Stored rows:
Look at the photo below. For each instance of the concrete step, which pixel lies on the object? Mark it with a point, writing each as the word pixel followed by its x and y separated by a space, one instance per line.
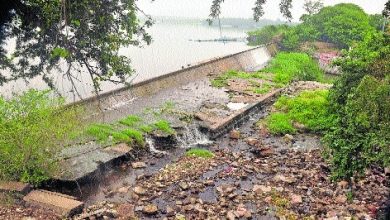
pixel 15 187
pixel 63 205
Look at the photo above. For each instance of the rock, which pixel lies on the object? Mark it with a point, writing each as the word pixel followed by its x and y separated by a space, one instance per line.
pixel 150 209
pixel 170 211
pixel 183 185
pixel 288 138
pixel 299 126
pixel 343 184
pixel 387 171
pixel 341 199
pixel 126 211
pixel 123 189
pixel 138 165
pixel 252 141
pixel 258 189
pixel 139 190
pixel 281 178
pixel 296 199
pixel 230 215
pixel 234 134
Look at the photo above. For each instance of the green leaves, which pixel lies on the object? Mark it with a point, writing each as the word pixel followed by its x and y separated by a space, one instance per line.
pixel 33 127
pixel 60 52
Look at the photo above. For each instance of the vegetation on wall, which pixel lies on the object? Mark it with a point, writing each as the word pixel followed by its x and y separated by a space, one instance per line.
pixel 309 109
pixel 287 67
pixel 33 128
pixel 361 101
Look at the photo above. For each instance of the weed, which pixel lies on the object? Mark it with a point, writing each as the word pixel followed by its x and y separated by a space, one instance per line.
* * *
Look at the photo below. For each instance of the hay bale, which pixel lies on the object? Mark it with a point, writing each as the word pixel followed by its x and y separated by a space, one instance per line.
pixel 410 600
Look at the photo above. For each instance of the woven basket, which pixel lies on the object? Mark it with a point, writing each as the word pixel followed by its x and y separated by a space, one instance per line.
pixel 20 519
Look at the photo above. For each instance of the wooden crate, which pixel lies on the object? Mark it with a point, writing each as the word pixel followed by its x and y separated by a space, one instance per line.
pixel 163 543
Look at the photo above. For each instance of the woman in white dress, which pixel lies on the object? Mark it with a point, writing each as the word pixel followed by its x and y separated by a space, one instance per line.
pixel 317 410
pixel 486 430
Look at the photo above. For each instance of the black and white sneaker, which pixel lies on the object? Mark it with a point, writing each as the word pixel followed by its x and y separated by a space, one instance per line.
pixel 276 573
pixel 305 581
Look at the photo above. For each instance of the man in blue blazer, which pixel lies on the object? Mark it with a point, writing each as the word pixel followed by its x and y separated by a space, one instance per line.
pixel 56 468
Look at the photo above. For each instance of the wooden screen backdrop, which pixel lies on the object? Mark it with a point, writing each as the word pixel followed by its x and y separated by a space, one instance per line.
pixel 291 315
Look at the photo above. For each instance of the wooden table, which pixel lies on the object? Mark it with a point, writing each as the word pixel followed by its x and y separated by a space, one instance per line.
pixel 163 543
* * *
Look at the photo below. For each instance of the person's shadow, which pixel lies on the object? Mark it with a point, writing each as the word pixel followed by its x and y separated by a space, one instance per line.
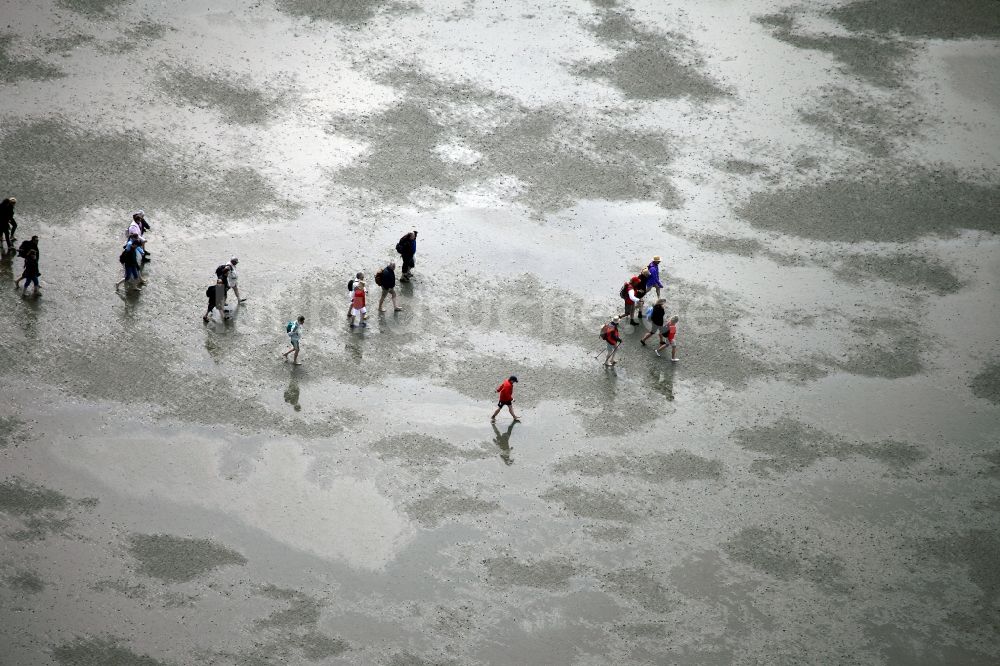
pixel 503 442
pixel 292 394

Given exercise: Copy word for word the stretch of items that begins with the line containing "Look at the photo above. For each instance of the green" and ends with the line containing "the weed, which", including both of those lines.

Completed exercise:
Look at the photo above. For each instance of the green leaves, which pixel lies on the object? Mark it with a point, writing each as the word pixel followed by its x and y separated by a space, one instance per line.
pixel 33 127
pixel 60 52
Look at the photo above. For each instance of the vegetation on wall, which pixel lies on the object? Mark it with a point, writing each as the word pixel followed by its x and y separated by a space, one instance per line.
pixel 309 109
pixel 287 67
pixel 33 128
pixel 361 101
Look at the photo above. For each instance of the weed, which pixel lies on the object? Mark it with a point, writing each as the word pixel followed by its x and y separated by a space, one instance per line.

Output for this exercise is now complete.